Task instructions:
The answer must consist of each line below that contains the word "lavender", copied in full.

Records shown:
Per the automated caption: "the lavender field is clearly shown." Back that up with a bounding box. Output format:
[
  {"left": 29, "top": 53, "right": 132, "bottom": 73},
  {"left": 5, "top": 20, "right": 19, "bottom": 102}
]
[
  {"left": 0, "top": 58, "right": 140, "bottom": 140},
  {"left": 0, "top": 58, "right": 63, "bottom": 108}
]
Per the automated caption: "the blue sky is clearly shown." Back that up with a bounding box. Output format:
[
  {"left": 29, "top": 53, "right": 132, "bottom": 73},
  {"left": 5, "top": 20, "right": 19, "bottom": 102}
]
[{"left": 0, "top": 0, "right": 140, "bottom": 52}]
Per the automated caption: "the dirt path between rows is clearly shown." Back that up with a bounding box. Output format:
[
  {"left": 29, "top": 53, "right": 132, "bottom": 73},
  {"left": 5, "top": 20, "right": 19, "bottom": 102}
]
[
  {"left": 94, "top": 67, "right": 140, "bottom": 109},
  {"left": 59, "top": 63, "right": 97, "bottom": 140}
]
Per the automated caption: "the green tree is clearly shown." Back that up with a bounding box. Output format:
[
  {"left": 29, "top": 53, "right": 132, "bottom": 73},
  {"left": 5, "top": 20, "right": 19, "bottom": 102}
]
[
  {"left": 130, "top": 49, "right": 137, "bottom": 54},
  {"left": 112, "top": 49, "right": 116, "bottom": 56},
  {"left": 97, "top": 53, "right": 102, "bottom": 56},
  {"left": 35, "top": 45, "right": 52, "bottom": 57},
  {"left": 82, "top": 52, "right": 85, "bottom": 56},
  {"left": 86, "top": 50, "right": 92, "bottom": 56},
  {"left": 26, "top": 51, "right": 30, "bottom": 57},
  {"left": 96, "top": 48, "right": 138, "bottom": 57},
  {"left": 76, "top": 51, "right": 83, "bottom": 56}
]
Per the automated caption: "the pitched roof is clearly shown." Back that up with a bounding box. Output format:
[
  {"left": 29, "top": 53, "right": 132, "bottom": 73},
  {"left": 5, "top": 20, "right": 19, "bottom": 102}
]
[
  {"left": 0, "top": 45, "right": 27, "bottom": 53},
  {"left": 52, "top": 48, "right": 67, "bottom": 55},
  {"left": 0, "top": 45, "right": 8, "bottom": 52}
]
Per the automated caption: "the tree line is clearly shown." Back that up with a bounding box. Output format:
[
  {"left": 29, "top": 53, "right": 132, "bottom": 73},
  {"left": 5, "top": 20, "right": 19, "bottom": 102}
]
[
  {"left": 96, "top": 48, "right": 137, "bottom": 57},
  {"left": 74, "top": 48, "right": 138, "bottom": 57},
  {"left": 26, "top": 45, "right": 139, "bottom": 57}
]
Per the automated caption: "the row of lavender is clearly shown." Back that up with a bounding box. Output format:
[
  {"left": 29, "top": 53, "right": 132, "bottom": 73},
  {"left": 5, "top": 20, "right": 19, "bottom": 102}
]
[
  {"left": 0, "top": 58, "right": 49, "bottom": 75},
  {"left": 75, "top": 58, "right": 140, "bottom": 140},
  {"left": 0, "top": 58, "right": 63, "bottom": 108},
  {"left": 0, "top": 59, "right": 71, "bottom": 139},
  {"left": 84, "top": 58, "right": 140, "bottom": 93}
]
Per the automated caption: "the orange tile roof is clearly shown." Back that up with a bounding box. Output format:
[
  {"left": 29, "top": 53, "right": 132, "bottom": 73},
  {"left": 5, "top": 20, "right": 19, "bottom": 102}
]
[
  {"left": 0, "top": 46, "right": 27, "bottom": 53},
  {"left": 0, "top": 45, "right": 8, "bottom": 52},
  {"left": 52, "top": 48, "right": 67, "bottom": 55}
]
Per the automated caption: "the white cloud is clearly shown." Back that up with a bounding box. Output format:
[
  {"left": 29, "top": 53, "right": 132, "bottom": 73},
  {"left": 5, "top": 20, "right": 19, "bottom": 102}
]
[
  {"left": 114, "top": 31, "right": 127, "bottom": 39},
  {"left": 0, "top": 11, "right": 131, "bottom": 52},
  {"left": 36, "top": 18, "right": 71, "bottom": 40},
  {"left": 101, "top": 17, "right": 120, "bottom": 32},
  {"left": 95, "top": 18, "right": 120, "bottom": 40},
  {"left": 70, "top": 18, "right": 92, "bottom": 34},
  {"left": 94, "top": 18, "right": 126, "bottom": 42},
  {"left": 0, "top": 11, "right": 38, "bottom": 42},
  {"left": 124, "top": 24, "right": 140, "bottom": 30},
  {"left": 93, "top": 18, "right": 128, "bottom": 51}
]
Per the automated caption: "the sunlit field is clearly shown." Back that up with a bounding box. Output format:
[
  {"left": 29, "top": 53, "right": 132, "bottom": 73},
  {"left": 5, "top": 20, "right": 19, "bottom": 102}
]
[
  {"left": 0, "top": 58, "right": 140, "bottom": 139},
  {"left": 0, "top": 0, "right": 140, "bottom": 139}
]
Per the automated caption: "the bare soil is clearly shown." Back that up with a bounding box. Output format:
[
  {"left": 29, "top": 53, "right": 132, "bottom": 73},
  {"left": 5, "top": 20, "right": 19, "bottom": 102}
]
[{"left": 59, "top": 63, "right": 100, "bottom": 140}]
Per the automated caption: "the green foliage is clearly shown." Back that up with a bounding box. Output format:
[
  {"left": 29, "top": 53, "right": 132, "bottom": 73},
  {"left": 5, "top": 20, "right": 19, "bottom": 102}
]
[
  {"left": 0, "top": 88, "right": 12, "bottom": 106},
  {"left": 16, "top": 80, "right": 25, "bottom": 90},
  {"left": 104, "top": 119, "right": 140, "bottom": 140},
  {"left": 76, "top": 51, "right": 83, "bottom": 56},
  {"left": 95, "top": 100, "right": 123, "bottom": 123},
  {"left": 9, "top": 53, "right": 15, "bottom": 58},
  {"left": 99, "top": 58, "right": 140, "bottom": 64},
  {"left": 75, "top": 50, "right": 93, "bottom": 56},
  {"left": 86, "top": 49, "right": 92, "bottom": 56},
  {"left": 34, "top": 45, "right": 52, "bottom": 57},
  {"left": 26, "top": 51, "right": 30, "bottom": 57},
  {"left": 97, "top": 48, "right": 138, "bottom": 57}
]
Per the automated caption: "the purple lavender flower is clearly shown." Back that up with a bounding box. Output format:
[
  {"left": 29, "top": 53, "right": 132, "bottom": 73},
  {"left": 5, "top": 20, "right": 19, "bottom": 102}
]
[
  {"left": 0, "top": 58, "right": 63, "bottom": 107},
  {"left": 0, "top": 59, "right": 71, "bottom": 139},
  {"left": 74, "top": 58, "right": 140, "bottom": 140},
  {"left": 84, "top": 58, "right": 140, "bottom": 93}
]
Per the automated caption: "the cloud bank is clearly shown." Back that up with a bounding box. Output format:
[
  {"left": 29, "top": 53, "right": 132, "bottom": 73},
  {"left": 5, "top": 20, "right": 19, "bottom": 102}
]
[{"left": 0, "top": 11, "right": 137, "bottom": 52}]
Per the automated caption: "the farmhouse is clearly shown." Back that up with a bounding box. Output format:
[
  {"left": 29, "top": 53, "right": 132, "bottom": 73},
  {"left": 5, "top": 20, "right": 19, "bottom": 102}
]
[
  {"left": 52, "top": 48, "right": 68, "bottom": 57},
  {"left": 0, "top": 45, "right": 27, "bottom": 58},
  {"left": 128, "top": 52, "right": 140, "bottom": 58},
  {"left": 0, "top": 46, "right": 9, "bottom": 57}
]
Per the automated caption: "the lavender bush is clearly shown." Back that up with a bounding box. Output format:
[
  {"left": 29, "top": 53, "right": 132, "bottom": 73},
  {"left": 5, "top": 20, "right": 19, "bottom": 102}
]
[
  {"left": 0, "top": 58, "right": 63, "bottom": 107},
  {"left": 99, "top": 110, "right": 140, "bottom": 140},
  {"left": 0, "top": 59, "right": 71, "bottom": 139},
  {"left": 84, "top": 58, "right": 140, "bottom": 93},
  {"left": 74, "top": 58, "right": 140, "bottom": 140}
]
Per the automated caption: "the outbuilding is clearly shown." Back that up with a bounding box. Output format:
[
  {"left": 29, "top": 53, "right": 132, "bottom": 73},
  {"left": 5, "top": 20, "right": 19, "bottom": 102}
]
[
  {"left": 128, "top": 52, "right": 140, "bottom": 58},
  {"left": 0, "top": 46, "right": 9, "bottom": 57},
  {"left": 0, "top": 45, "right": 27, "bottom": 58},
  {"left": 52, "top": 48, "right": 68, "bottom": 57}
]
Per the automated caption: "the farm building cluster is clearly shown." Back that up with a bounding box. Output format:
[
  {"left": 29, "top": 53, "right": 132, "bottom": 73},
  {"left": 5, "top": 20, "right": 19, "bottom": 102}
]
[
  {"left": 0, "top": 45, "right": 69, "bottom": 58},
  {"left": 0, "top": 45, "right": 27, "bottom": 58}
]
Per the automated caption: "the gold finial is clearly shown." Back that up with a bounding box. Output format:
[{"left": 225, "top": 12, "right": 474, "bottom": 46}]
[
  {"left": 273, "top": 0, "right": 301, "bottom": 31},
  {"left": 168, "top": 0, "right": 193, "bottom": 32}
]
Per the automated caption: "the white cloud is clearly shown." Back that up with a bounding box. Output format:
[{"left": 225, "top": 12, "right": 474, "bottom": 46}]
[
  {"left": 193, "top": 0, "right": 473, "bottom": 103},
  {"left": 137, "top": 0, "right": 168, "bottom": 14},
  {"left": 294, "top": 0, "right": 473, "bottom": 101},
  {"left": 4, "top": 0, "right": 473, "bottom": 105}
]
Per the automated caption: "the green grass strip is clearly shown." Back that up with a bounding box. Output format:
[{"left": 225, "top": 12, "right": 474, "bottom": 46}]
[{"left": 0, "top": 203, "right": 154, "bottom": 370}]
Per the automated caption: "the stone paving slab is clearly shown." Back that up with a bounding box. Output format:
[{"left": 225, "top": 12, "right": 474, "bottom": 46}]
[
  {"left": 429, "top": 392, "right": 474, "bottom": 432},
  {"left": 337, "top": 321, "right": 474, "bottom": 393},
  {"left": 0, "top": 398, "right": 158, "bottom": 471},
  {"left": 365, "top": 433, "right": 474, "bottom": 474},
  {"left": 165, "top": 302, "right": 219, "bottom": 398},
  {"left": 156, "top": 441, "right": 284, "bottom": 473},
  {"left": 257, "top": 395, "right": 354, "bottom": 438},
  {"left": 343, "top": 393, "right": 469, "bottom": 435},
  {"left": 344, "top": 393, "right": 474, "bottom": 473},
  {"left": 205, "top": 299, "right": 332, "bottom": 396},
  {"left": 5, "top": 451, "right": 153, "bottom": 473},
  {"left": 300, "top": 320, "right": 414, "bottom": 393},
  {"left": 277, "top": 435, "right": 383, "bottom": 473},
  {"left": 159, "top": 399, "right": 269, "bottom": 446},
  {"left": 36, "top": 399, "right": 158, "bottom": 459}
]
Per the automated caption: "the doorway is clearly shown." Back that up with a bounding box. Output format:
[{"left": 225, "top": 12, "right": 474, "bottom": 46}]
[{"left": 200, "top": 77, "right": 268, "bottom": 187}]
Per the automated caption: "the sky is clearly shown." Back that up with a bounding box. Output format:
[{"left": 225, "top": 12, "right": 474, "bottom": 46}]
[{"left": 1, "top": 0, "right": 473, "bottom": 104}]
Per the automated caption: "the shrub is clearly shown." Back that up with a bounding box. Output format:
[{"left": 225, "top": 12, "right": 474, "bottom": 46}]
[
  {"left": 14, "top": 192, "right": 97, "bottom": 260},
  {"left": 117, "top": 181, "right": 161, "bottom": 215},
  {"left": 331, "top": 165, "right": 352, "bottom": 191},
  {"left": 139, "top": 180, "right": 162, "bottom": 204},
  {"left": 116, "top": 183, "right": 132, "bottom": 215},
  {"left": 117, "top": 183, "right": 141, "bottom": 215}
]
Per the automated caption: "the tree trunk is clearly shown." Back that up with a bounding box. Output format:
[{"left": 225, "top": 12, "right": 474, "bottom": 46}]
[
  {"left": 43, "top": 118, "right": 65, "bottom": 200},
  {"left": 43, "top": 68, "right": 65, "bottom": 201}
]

Solution for this exercise:
Per the automated caption: "the lavender field is clearly shown." Back that up with a bounding box. Output format:
Per the automated caption: "the row of lavender is clearly shown." Back that up with a bounding box. Output format:
Per the automated caption: "the purple lavender flower is clearly shown." Back that up with a bounding box. Output format:
Per the automated caption: "the lavender bush is clearly shown." Back that up with a bounding box. Output format:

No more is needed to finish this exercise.